## Document

┏━━

Creating a Culture of Recognition
Tips for Showing Appreciation In-Person and Remote
Years ago when I first started at a new company, I’ll always remember the first week. It was a whirlwind, as most first weeks are. But I felt like I came in like a rockstar. I met everyone. I got more swag than I knew what to do with. They made me feel like they had an immense hole in their organization and only I could fill it as dozens of people reached out welcoming me, stopping by, congratulating me on my role. It was amazing. I felt more appreciated than most times in my career, and I had just begun.
Contrast with other first days or weeks you may have had. I recall another organization where not only did I not get any swag, but the only company-branded items you could get were from the company store. So you had to buy them yourself or stick around for a long time to get things. The recognition and appreciation within that company were similar: difficult and expensive.
We can all feel underappreciated. It is easy to feel that way at work, where we spend lots of time and energy. It can be equally easy at home, where we also spend lots of time and energy. (So while I’m focusing on work here, don’t forget to appreciate everyone around you).
We recorded a podcast recently about employee recognition: Recognizing Employees and Colleagues. Working remotely has made it harder in many ways to consistently recognize teammates since we’re not bumping into each other. Like most things, it takes a more concerted effort than before. So how do we do it?
First, recognizing our teammates is critical for our motivation, engagement, and satisfaction.
I once worked with an individual who was incredible. He wasn’t on my team, but it seemed like he was the go-to person for issues. I think everyone felt that way. He knew how to fix things and get things done. He was great. So it shocked me when he told us he was leaving. When we talked, he told me he just didn’t feel like enough people appreciated how much he did, especially leaders and managers.
If we don’t feel appreciated, especially by our managers, we lose our motivation and feel dissatisfied. And we eventually leave.
According to research, 2/3 to 3/4 of employees will leave if they feel unappreciated. Those are huge numbers, but not surprising. If you think about jobs you’ve left, it probably comes down to being undervalued or underappreciated.
So when should you show some appreciation?
Events - First, be sure that you are marking milestones and events. That includes birthdays, work anniversaries, big projects, etc. This is critical as a leader, and I’d consider it table stakes. If you don’t, it is the absence we will notice.

┗━━

## Given records
┏━━

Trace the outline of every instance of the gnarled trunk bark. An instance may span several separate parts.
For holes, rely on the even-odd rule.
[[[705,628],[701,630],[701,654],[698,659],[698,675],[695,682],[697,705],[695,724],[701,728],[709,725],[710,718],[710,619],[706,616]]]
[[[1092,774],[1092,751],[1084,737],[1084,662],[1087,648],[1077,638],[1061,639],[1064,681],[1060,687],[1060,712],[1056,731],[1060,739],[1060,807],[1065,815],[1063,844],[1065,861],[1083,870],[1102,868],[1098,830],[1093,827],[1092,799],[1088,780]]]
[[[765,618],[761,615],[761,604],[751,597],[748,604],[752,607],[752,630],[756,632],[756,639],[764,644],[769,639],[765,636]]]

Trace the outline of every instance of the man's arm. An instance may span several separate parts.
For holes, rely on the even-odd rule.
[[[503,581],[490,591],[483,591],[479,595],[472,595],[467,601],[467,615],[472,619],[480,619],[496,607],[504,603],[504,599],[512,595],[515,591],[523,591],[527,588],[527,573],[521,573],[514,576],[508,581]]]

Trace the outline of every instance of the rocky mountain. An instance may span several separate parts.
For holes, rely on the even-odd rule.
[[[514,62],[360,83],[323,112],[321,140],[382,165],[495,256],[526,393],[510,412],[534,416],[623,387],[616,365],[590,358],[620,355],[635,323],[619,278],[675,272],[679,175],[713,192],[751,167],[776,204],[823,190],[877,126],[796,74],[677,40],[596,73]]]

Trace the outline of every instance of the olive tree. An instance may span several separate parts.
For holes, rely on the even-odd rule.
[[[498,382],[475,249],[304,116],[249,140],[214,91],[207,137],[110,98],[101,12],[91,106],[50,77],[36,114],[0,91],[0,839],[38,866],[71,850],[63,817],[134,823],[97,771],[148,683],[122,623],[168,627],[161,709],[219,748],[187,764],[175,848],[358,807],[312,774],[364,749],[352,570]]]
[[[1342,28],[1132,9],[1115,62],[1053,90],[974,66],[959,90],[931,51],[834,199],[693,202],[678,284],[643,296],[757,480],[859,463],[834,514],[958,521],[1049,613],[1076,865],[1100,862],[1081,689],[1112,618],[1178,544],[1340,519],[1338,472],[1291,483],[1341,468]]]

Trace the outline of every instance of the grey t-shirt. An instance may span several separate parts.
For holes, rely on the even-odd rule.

┗━━

## Actions to take
1. For the article on workplace recognition, decide whether each statement agrees with it, answering yes or no and quoting the words that settle it: (a) During the first week at the new company, the author received very little swag. (b) Remote work has made it harder to recognize teammates consistently. (c) Research cited in the article says about half of employees will leave if they feel unappreciated.
2. Summarize the article on workplace recognition in two sentences.
3. Write out everything from "First, recognizing our" down to "show some appreciation?" in the article on workplace recognition, word for word.

## Solutions in order
1.
(a) No: "I got more swag than I knew what to do with."
(b) Yes: "Working remotely has made it harder in many ways to consistently recognize teammates since we’re not bumping into each other."
(c) No: "According to research, 2/3 to 3/4 of employees will leave if they feel unappreciated."

2. The article holds that recognizing teammates is critical for motivation, engagement, and satisfaction, notes that working remotely makes consistent recognition harder, and cites research showing that 2/3 to 3/4 of employees will leave if they feel unappreciated. Drawing on the author's own experiences, including a highly capable colleague who left because he felt his work went unappreciated, it advises marking milestones and events such as birthdays, work anniversaries, and big projects.

3.
First, recognizing our teammates is critical for our motivation, engagement, and satisfaction.
I once worked with an individual who was incredible. He wasn’t on my team, but it seemed like he was the go-to person for issues. I think everyone felt that way. He knew how to fix things and get things done. He was great. So it shocked me when he told us he was leaving. When we talked, he told me he just didn’t feel like enough people appreciated how much he did, especially leaders and managers.
If we don’t feel appreciated, especially by our managers, we lose our motivation and feel dissatisfied. And we eventually leave.
According to research, 2/3 to 3/4 of employees will leave if they feel unappreciated. Those are huge numbers, but not surprising. If you think about jobs you’ve left, it probably comes down to being undervalued or underappreciated.
So when should you show some appreciation?